## Data to use
#####

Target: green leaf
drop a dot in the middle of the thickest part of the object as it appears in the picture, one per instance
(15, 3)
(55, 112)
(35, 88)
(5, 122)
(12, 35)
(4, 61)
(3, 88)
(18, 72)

#####

Retype the records exactly.

Target: green leaf
drop a dot in the middle of the thickest part of the object as it appears in the picture, one per instance
(15, 3)
(55, 112)
(35, 88)
(5, 122)
(12, 35)
(4, 61)
(3, 88)
(18, 72)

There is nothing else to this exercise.